### Work to be completed
Turn the stretch of records from the very start through the line containing "[[310, 245]]" into a JSON list of strings, one string per line, with blank lines left out.

### Extracted data
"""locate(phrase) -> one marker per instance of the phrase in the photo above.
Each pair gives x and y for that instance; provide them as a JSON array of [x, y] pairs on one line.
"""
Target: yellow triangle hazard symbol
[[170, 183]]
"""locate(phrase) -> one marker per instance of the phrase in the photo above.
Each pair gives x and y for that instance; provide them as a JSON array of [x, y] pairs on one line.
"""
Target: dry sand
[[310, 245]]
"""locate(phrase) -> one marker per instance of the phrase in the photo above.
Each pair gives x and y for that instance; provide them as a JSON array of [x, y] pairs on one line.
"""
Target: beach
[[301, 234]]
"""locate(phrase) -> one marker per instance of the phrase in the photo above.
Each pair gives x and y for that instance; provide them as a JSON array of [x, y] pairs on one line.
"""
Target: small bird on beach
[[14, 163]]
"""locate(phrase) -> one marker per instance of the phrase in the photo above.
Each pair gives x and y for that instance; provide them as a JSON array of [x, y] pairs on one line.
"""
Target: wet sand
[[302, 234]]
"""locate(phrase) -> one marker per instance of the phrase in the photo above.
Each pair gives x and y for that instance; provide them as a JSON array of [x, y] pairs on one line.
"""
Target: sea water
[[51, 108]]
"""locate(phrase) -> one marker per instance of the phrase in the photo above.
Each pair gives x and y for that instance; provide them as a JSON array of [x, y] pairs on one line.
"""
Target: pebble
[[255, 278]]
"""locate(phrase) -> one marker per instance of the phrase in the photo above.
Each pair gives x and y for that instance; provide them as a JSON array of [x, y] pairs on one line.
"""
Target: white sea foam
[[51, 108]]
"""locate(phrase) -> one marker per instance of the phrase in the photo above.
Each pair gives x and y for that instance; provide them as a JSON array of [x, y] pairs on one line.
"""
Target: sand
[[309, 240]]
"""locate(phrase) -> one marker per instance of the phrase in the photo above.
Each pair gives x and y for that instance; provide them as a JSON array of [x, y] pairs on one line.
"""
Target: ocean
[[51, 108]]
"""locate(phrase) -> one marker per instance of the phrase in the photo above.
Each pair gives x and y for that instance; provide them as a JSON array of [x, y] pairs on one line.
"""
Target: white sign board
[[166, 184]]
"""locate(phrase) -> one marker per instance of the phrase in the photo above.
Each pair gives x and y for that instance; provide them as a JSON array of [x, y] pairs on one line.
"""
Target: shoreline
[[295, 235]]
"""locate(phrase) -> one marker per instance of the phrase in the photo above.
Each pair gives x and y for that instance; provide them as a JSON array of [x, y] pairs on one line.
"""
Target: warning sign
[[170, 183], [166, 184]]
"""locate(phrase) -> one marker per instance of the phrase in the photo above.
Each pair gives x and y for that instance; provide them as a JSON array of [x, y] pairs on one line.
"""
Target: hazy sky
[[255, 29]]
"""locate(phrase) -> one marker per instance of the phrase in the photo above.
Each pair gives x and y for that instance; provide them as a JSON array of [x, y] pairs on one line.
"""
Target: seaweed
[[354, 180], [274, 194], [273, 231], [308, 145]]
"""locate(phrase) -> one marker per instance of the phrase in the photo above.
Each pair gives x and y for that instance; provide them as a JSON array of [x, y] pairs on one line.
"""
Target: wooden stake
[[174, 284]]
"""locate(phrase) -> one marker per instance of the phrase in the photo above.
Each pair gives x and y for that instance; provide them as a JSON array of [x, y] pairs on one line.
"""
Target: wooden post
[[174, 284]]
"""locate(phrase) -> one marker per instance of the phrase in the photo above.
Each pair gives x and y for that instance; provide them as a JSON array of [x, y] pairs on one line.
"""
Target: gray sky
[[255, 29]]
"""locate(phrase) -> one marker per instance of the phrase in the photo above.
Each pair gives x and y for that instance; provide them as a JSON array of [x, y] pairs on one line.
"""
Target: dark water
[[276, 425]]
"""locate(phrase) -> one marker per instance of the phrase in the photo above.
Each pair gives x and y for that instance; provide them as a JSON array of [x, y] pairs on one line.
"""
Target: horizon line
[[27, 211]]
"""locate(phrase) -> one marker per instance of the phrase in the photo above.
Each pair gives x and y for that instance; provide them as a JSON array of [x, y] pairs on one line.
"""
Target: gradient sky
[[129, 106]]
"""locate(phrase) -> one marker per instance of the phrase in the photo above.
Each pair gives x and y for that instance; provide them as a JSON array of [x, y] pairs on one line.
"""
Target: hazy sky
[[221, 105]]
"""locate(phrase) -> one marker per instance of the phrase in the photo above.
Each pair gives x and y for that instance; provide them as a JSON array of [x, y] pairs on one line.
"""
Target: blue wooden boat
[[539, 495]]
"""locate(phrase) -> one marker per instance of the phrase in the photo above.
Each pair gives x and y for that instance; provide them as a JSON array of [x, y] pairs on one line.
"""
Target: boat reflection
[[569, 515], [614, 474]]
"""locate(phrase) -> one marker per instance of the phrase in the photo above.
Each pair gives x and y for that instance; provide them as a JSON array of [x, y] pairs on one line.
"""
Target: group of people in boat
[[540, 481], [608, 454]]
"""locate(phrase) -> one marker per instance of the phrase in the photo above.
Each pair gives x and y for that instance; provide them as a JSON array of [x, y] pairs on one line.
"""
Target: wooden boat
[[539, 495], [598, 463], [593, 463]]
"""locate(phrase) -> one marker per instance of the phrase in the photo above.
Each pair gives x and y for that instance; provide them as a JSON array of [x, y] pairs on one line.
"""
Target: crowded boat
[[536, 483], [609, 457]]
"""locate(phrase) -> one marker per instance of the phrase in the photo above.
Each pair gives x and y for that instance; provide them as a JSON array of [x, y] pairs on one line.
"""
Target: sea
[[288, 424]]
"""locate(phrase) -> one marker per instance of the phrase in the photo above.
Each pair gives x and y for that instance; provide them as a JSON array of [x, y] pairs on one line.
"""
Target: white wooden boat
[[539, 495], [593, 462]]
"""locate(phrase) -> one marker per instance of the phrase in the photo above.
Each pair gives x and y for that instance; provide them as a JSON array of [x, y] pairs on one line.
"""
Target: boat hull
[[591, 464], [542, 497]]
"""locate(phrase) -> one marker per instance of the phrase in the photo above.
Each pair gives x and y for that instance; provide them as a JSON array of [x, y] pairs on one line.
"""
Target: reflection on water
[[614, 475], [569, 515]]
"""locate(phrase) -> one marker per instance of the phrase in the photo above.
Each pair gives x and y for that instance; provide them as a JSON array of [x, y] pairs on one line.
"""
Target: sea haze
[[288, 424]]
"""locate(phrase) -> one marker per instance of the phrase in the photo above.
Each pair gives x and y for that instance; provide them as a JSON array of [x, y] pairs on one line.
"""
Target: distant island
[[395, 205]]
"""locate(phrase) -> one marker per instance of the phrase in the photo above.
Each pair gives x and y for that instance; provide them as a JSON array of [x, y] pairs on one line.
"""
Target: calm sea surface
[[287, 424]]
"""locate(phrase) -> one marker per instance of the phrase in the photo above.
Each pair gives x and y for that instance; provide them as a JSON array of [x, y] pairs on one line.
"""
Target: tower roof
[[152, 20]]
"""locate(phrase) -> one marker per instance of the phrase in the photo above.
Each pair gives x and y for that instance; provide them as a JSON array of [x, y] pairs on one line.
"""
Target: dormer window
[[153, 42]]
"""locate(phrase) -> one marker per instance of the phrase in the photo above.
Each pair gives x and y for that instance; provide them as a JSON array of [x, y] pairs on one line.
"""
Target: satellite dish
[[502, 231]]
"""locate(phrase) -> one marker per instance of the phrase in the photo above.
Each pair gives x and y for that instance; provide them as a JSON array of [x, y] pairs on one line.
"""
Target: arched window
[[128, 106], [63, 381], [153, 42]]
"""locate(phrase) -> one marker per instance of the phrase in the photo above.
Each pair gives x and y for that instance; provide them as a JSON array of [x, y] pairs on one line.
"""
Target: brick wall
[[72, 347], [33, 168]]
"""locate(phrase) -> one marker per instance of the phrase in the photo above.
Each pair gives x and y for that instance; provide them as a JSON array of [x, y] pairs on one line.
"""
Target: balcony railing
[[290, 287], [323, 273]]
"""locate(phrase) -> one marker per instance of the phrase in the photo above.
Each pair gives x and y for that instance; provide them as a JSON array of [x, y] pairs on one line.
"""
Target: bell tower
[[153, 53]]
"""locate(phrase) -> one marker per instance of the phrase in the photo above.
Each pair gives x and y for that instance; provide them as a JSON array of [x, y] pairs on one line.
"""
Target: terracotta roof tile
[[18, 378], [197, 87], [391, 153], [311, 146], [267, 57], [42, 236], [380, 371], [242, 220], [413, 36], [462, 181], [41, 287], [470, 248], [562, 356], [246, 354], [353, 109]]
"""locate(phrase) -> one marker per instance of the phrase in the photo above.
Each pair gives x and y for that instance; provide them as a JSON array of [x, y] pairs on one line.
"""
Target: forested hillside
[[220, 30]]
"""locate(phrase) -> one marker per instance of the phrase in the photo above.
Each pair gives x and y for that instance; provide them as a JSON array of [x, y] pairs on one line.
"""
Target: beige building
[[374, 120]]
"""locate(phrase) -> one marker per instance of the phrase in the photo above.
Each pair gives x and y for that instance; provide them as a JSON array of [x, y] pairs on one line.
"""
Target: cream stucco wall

### Final answer
[
  "\"\"\"locate(phrase) -> one marker per instance of the phrase in the photo above.",
  "Each pair gives x and y for that instance; provide them as a JSON array of [x, y] pairs on one line.",
  "\"\"\"",
  "Target: yellow triangle hazard symbol",
  "[[170, 183]]",
  "\"\"\"locate(phrase) -> one marker per instance of the phrase in the photo above.",
  "Each pair gives x and y for that instance; provide them as a JSON array of [x, y] pairs on one line.",
  "\"\"\"",
  "Target: dry sand",
  "[[310, 245]]"
]